Extract:

|---|

Last year a long comic by Debbie Jenkinson, called Midlands, appeared on the shelves of Little Deer Comics. The Dublin store has become something of a headquarters for Irish comics, graphic novels and zines. It is a small but bountiful shop in Stoneybatter where customers browse for hidden gems as well as better-known work.
Jenkinson’s first long project, entitled Remorse, was published in 2015. Set in Dublin, and about a young woman who “gets stuck in a call-centre job for 10 years”, it demonstrated what would become a central thread of Jenkinson’s work: how the lives of ordinary people play out. She followed that up in 2020 with the graphic thriller Ghosting, about an Irish bus driver who meets an Italian chambermaid on his route. “All of a sudden she disappears,” Jenkinson says. “So it’s about whether she has ghosted him or whether something happened to her.”

|---|

Extracted data:
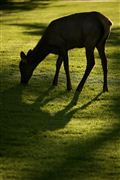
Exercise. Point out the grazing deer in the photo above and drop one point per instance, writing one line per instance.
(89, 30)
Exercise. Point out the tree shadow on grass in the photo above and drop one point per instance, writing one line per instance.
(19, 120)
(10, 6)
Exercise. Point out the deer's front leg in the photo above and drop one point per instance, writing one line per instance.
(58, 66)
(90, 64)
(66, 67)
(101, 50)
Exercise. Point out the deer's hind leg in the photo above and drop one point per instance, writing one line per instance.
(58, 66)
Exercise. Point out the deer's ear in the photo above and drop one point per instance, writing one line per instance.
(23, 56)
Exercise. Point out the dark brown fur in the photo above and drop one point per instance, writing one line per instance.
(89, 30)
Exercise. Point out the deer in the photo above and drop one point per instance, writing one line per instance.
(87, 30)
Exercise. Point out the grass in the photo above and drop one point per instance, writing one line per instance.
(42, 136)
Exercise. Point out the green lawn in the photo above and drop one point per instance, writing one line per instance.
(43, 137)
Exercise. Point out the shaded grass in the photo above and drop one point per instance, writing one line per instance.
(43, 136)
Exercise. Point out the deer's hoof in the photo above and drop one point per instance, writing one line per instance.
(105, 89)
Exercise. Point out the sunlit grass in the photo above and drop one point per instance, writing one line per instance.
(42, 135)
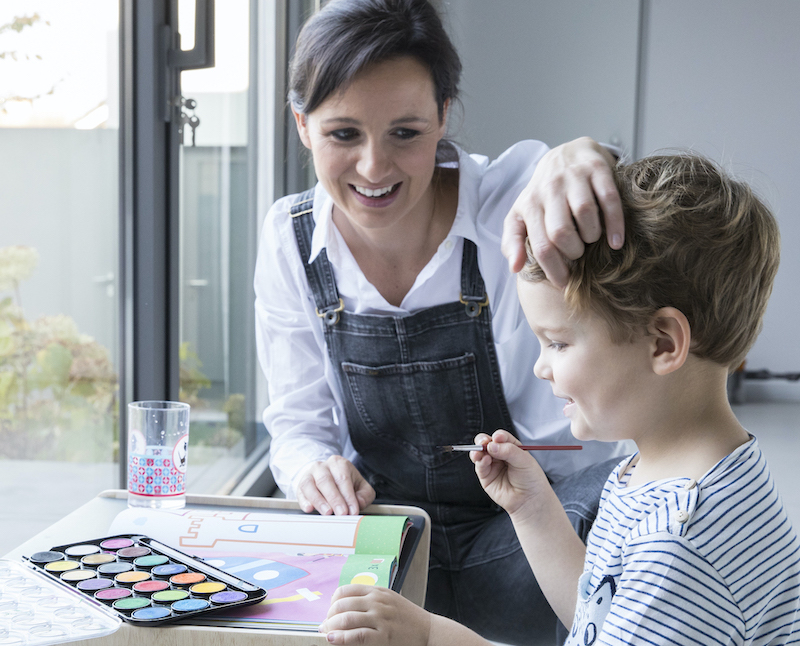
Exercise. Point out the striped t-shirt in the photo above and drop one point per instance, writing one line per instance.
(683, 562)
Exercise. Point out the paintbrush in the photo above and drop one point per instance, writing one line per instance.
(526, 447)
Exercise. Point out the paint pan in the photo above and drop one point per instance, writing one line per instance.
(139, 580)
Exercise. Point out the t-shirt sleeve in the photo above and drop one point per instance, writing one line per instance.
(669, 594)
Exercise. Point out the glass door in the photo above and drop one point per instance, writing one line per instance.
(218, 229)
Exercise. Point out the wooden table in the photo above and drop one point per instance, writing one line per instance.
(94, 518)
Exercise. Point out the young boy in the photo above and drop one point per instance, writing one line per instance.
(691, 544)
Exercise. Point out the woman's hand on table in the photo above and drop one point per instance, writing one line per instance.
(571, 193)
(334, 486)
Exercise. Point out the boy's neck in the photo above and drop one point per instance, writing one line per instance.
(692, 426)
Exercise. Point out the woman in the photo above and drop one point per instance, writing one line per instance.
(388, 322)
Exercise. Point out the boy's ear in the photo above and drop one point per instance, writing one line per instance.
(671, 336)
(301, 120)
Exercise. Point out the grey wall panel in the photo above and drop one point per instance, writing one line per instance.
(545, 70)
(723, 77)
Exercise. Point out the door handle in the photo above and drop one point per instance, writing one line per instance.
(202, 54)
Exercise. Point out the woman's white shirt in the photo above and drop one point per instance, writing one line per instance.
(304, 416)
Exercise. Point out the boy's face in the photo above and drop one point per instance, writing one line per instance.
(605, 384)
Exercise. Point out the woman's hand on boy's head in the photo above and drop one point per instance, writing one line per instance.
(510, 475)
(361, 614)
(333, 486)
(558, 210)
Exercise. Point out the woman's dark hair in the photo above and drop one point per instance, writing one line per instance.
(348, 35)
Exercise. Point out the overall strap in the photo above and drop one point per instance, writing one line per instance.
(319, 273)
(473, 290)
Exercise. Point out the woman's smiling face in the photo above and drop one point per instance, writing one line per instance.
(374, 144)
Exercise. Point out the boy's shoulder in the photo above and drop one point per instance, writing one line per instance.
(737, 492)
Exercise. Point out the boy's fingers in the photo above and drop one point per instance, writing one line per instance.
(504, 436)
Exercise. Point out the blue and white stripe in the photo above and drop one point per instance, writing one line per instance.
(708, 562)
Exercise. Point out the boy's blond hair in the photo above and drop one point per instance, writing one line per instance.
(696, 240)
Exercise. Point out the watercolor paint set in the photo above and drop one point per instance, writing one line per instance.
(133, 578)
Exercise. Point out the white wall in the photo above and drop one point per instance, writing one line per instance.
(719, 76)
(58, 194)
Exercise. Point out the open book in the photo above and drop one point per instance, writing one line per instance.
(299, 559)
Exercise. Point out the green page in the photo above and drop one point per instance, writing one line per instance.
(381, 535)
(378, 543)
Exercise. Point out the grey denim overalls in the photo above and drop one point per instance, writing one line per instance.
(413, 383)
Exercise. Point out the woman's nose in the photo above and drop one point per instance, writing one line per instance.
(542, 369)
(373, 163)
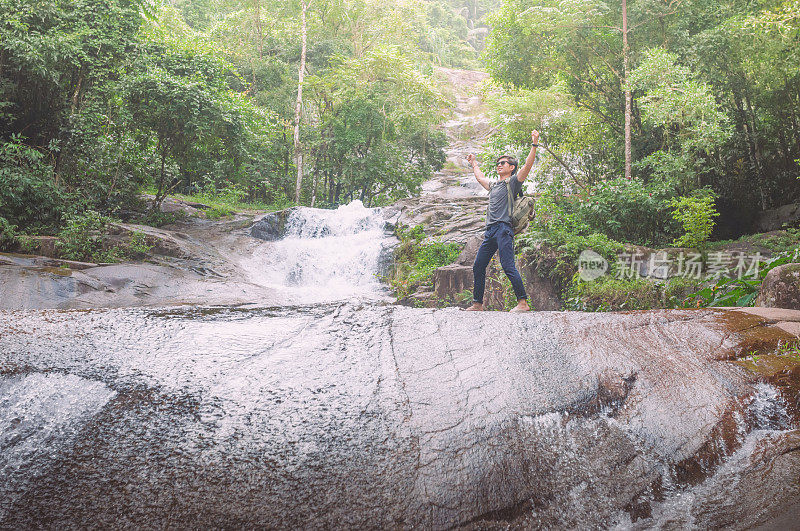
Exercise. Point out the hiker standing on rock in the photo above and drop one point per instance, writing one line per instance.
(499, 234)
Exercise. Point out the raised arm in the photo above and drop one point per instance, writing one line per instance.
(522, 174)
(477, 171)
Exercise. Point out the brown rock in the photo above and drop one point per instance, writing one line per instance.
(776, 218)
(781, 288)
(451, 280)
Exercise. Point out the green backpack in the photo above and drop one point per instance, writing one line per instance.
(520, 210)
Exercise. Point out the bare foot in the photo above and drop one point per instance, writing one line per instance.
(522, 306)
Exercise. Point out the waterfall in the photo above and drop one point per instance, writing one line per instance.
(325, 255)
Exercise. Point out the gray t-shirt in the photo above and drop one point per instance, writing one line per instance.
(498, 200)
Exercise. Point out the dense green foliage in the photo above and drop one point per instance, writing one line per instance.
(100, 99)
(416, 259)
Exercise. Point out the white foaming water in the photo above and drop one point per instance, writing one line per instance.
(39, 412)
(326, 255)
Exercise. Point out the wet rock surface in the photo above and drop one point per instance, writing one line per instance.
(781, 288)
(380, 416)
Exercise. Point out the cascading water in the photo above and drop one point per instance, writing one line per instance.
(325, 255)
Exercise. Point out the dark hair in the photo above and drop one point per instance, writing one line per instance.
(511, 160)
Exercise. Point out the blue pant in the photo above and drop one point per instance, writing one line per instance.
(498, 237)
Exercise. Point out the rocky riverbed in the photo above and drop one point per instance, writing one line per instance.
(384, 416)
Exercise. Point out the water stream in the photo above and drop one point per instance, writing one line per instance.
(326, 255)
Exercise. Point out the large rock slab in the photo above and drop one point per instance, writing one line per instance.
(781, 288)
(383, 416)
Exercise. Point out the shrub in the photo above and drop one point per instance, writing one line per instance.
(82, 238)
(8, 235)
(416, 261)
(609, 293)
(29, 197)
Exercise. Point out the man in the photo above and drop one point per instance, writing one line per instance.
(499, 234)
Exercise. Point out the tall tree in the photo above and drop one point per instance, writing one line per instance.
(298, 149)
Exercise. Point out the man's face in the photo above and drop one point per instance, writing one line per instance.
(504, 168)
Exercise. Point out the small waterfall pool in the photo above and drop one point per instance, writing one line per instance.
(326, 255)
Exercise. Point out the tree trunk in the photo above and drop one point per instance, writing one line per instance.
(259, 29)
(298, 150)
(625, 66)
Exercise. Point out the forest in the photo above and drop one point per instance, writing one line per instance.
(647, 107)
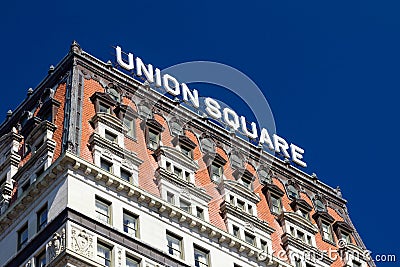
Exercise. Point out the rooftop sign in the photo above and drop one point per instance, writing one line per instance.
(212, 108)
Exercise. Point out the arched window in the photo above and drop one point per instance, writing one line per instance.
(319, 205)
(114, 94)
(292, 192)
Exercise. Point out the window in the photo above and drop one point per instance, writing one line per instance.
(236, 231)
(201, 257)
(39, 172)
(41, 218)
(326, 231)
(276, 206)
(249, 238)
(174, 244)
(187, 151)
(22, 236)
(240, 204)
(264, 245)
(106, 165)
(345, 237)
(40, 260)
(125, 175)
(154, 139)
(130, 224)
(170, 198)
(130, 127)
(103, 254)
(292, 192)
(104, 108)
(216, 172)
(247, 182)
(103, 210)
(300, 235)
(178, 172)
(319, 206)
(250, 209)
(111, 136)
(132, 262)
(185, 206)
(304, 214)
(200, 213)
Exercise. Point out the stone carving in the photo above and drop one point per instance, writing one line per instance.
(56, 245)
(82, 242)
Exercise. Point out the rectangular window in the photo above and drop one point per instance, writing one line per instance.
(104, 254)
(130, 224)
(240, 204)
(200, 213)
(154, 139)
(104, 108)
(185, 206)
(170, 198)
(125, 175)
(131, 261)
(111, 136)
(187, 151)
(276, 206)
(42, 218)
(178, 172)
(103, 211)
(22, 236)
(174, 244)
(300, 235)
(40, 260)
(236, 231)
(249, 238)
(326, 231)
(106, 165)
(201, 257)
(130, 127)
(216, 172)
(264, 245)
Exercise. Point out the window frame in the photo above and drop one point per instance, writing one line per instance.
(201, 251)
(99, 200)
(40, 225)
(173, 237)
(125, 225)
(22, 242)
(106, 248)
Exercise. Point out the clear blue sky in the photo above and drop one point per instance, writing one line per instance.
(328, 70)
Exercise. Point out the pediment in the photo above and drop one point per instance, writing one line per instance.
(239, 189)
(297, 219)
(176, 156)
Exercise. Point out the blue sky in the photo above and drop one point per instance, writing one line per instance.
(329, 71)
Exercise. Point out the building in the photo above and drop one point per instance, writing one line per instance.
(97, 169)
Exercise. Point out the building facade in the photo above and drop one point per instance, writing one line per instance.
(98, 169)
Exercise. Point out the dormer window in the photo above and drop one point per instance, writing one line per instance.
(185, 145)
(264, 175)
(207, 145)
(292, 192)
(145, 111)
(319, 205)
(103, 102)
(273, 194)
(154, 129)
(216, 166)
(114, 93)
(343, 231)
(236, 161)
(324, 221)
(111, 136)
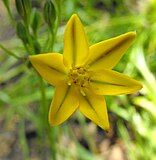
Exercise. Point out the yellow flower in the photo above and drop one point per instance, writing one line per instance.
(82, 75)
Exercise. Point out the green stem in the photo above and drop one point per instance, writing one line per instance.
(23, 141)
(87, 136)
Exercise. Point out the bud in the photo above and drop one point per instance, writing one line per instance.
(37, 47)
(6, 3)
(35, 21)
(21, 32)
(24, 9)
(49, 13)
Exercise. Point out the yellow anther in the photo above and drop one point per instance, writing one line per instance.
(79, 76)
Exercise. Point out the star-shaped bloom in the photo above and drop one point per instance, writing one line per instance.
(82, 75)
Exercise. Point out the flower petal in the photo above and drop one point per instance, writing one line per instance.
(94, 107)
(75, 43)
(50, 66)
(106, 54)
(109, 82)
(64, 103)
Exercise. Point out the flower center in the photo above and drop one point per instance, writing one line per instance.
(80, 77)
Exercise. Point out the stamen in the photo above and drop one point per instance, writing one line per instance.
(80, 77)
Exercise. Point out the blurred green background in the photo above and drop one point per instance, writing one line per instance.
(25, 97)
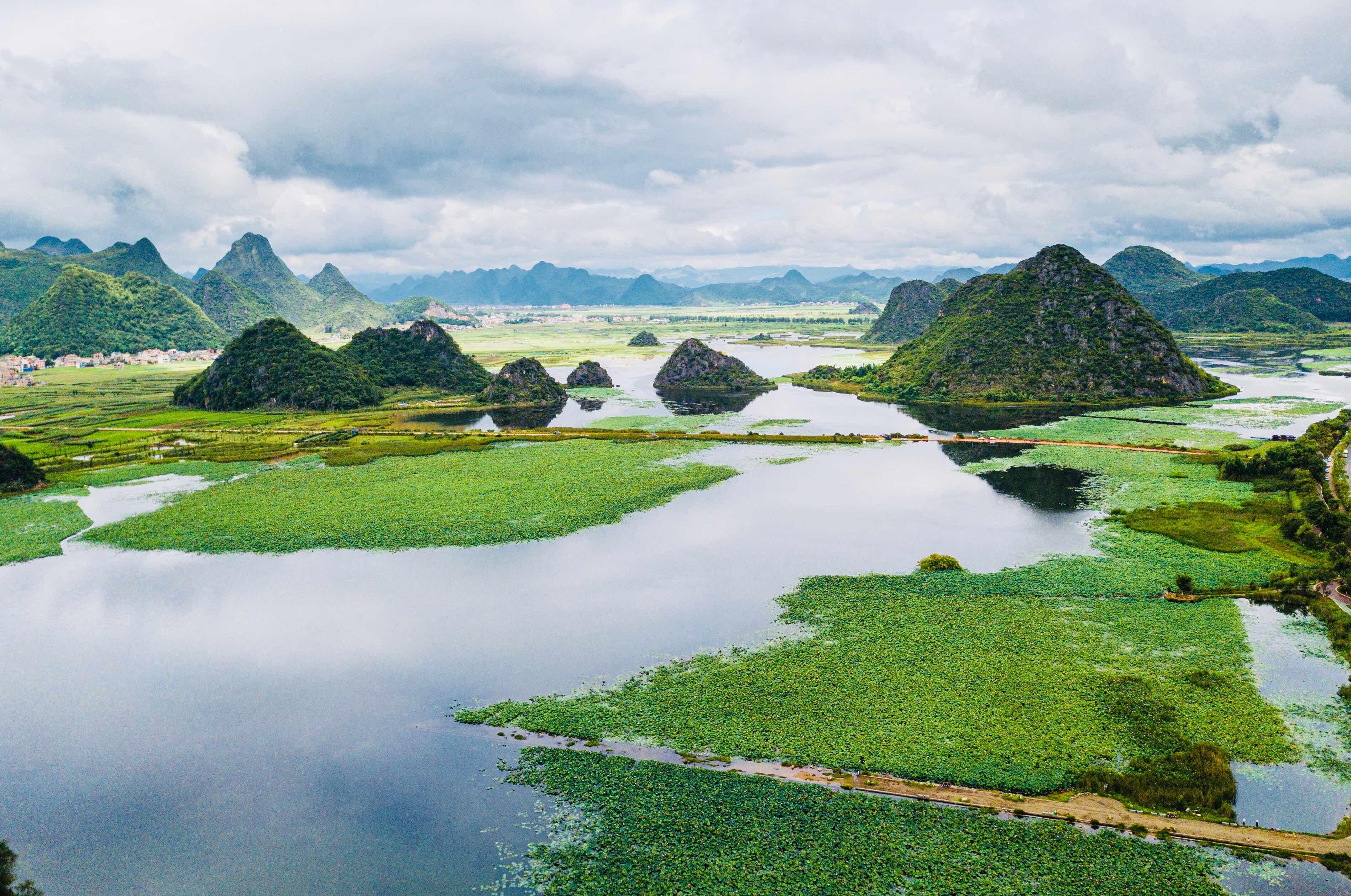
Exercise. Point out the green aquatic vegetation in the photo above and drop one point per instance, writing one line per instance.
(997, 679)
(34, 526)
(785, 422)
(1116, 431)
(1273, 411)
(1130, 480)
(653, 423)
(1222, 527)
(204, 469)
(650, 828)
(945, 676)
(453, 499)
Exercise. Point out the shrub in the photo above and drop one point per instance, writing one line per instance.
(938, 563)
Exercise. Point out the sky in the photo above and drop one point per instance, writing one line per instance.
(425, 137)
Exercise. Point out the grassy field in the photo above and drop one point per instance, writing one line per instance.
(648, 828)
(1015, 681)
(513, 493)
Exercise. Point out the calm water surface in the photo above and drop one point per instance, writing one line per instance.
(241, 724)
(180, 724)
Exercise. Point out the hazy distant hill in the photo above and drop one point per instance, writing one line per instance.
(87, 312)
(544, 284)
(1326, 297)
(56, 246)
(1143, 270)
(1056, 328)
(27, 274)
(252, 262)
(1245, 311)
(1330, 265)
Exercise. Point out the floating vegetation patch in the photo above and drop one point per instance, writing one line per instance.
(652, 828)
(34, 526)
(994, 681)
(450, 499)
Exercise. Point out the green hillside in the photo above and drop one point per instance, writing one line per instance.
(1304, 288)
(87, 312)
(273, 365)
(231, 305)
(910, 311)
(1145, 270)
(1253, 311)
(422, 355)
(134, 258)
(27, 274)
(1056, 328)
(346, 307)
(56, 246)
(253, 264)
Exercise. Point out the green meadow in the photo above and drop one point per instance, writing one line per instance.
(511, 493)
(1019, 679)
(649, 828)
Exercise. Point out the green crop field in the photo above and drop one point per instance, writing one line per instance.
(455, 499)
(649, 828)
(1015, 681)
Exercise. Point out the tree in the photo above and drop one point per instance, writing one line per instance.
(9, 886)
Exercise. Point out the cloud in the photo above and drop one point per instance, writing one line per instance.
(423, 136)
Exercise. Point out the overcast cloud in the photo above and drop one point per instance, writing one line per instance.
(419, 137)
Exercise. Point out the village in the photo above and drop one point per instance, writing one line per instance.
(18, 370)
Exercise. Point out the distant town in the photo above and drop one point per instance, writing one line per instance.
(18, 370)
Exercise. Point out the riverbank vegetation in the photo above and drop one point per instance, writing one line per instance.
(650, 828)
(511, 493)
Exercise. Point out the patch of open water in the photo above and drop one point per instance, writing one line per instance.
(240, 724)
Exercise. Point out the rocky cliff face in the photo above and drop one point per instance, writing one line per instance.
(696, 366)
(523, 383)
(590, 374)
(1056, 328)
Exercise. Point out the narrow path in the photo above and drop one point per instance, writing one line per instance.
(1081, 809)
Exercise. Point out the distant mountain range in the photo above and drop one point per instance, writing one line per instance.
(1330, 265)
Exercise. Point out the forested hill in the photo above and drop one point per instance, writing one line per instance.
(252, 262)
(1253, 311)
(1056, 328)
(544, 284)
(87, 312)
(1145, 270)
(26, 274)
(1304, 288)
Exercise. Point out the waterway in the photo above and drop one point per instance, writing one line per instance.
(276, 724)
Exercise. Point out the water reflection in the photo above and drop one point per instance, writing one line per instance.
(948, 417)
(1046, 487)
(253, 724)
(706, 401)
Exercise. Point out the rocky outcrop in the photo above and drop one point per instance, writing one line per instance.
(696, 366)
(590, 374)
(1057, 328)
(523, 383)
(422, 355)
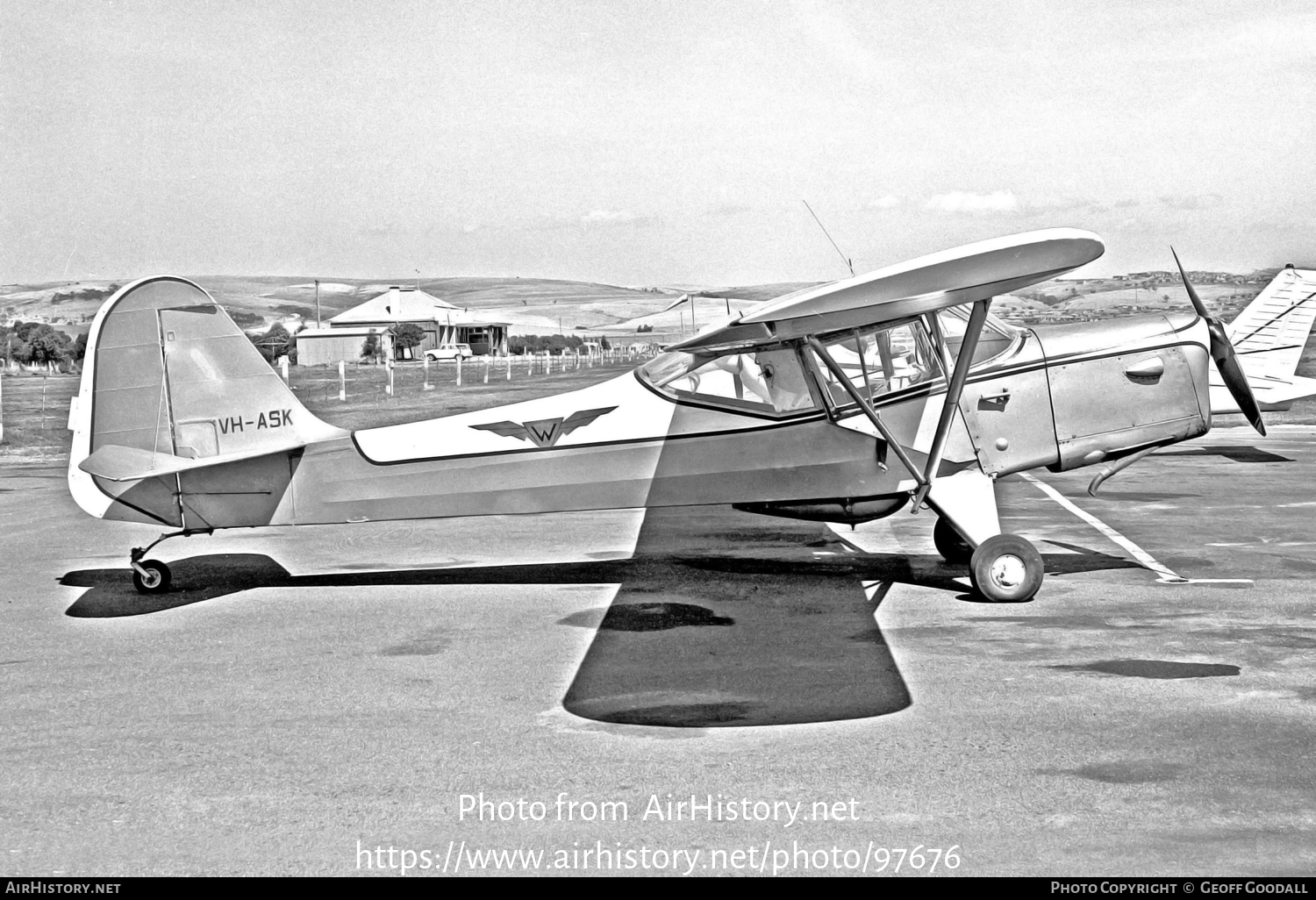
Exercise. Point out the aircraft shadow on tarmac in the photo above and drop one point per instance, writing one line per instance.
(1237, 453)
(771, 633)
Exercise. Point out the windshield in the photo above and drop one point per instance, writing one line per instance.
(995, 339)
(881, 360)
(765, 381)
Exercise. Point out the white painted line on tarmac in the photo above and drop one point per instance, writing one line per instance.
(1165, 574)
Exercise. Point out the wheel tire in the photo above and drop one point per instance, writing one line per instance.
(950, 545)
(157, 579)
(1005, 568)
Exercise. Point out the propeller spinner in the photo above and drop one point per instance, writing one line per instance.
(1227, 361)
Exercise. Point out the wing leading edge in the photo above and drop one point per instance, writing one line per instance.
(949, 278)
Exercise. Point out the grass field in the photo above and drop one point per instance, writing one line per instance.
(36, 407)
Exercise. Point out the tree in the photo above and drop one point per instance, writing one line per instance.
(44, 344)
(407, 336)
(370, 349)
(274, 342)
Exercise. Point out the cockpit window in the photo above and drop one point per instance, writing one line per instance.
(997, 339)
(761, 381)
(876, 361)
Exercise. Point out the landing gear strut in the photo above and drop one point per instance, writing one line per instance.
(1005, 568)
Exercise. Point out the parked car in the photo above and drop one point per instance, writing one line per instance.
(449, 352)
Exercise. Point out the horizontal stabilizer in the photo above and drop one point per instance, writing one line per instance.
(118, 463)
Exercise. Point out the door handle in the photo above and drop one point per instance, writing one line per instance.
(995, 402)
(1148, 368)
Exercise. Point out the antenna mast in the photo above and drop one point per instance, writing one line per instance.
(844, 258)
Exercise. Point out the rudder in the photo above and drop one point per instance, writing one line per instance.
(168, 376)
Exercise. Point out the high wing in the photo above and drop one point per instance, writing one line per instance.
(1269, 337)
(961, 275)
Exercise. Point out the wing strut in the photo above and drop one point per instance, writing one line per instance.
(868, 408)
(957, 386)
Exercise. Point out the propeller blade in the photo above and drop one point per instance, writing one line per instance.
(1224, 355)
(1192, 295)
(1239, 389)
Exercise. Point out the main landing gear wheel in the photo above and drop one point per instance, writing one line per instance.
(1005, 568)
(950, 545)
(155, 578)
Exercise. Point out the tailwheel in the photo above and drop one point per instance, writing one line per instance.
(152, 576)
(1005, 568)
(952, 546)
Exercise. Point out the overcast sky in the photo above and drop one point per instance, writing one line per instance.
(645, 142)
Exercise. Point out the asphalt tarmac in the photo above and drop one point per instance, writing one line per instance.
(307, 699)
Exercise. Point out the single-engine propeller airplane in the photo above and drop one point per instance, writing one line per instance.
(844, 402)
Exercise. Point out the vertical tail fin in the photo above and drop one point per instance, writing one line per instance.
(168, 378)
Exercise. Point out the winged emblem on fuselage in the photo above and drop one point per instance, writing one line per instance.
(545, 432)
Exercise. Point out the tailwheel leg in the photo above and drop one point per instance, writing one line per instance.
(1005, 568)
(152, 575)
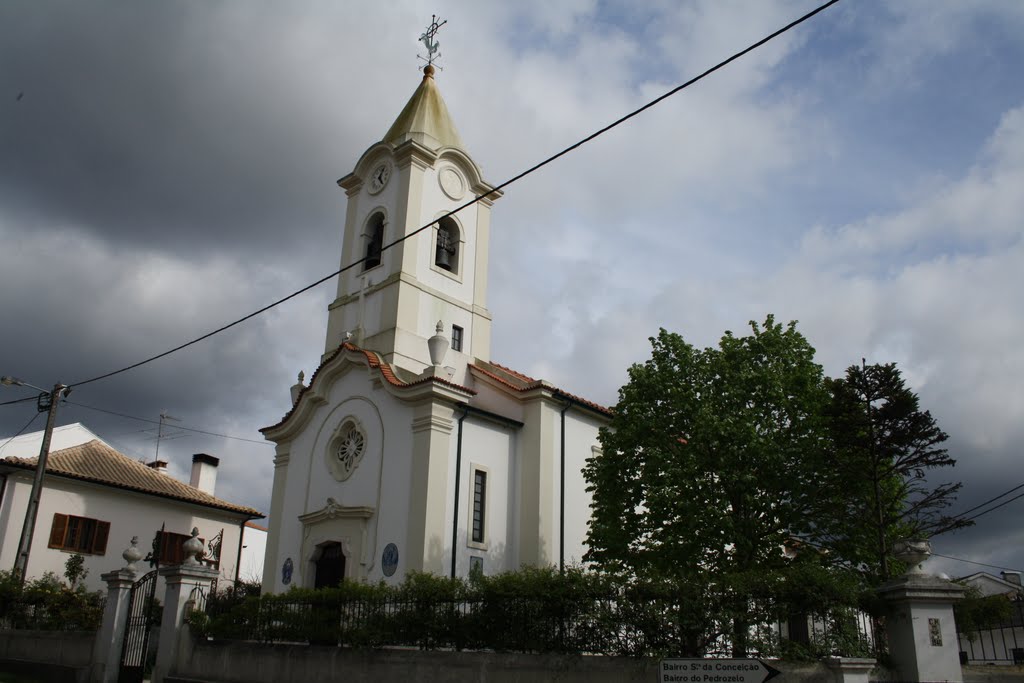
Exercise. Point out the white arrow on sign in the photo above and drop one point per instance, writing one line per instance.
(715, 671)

|---|

Assigned task 1:
Answer these about the article on Debbie Jenkinson, one per line:
(a) In which Dublin area is Little Deer Comics?
(b) In what year was Remorse published?
(c) In Ghosting, whom does the bus driver meet on his route?
Assigned task 2: From the article on Debbie Jenkinson, extract the passage between "Last year a" and "as better-known work.", inclusive.
Assigned task 3: Condense the paragraph of the article on Debbie Jenkinson that begins "Jenkinson's first long project" into a short list, keeping its main facts.

Task result 1:
(a) Stoneybatter
(b) 2015
(c) An Italian chambermaid

Task result 2:
Last year a long comic by Debbie Jenkinson, called Midlands, appeared on the shelves of Little Deer Comics. The Dublin store has become something of a headquarters for Irish comics, graphic novels and zines. It is a small but bountiful shop in Stoneybatter where customers browse for hidden gems as well as better-known work.

Task result 3:
- Jenkinson's first long project, Remorse, was published in 2015.
- It is set in Dublin and follows a young woman stuck in a call-centre job for 10 years.
- It showed a central thread of her work: how the lives of ordinary people play out.
- In 2020 she published Ghosting, a graphic thriller about an Irish bus driver who meets an Italian chambermaid on his route.
- When the chambermaid disappears, the story asks whether she ghosted him or whether something happened to her.